**Task 1:**
From the records, copy everything from the line that contains "For every <instance>" down to the line that contains "129L98 134L117 151L118" word for word, including both of those lines.

**Exercise text:**
"""

0

So, here is what I am trying to do. My model has to receive a number of training samples, each a conjunction of Boolean literals (i.e. a vector of 0 or 1s) assigned with a truth value. Learning from the samples, it must be able to receive some test vector and determine its truth value.

More concretely, a vector of 0 and 1s such as V = [1,0,0,...,0,1] may be either acceptable or not (labeled with 1 or 0.) My training sample array contains 15202 of such vectors. It is an array of size (15202, 20) and the train label array is of size (15202, 1). Then there is a training label array containing labels for each sample. That is, the following piece of code

print(np.shape(train_samples))
print(type(train_samples))
print(np.shape(train_labels))
print(type(train_labels))

gives the results:

(15202, 20)
<class 'numpy.ndarray'>
(15202, 1)
<class 'numpy.ndarray'>

The rest of the code is as follows:

import numpy as np
from random import randint
from sklearn.utils import shuffle
from sklearn.preprocessing import MinMaxScaler
import tensorflow as tf
from tensorflow import keras
from tensorflow.keras.models import Sequential
from tensorflow.keras.layers import Activation, Dense
from tensorflow.keras.optimizers import Adam
from tensorflow.keras.metrics import categorical_crossentropy
#Main Code
# Randomly generated sample and lables, for illustration only
train_samples = np.random.randint(2, size=(15202,20))

"""

**Supplied material:**
"""

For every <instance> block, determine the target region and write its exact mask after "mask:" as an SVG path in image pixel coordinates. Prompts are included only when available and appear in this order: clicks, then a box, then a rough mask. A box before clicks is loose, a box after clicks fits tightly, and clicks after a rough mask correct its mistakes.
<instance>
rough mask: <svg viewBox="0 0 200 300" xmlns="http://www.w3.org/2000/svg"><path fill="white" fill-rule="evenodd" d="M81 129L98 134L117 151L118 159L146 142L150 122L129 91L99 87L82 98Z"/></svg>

"""
"""

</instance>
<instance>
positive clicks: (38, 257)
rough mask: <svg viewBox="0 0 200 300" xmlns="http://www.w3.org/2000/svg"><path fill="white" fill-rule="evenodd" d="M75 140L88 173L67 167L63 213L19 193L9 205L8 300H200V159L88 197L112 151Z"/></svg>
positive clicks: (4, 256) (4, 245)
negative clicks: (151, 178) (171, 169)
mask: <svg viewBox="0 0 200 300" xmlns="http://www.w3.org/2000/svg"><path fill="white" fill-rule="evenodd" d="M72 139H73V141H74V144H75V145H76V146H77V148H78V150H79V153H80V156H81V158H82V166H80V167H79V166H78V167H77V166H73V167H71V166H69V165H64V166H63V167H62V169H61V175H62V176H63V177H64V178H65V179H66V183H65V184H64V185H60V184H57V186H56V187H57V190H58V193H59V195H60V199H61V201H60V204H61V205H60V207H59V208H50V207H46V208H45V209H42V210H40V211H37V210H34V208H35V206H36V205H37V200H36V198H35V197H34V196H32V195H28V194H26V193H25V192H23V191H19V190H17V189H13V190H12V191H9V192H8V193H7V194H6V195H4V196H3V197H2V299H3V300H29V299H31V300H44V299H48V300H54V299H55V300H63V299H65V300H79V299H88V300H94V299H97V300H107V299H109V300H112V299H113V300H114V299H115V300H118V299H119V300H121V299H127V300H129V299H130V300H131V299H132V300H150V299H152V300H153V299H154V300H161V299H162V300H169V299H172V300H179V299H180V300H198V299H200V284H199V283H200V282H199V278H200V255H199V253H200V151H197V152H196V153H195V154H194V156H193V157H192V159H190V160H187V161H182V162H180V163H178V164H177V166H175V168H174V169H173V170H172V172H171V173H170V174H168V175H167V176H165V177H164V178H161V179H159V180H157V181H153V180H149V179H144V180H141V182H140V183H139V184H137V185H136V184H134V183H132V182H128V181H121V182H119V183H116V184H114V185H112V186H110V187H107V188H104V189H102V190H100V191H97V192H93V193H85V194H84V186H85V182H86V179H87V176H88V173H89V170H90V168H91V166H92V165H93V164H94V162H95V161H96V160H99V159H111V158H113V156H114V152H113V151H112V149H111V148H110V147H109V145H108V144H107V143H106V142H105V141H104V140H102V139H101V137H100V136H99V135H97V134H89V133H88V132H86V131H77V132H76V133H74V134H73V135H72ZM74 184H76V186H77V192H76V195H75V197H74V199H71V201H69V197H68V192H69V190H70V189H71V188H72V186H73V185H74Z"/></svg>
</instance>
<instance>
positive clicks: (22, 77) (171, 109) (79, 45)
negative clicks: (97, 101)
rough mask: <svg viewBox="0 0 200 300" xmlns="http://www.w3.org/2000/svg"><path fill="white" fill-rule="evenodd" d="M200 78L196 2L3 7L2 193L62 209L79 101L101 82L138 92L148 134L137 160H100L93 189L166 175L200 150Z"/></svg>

"""

**Task 2:**
Rewrite everything in the question about training a model on Boolean vectors from "So, here is" down to "print(type(train_labels))", replacing "Boolean literals" with "binary literals".

**Response area 1:**
For every <instance> block, determine the target region and write its exact mask after "mask:" as an SVG path in image pixel coordinates. Prompts are included only when available and appear in this order: clicks, then a box, then a rough mask. A box before clicks is loose, a box after clicks fits tightly, and clicks after a rough mask correct its mistakes.
<instance>
rough mask: <svg viewBox="0 0 200 300" xmlns="http://www.w3.org/2000/svg"><path fill="white" fill-rule="evenodd" d="M81 129L98 134L117 151L118 159L146 142L150 122L129 91L99 87L82 98Z"/></svg>

**Response area 2:**
So, here is what I am trying to do. My model has to receive a number of training samples, each a conjunction of binary literals (i.e. a vector of 0 or 1s) assigned with a truth value. Learning from the samples, it must be able to receive some test vector and determine its truth value.

More concretely, a vector of 0 and 1s such as V = [1,0,0,...,0,1] may be either acceptable or not (labeled with 1 or 0.) My training sample array contains 15202 of such vectors. It is an array of size (15202, 20) and the train label array is of size (15202, 1). Then there is a training label array containing labels for each sample. That is, the following piece of code

print(np.shape(train_samples))
print(type(train_samples))
print(np.shape(train_labels))
print(type(train_labels))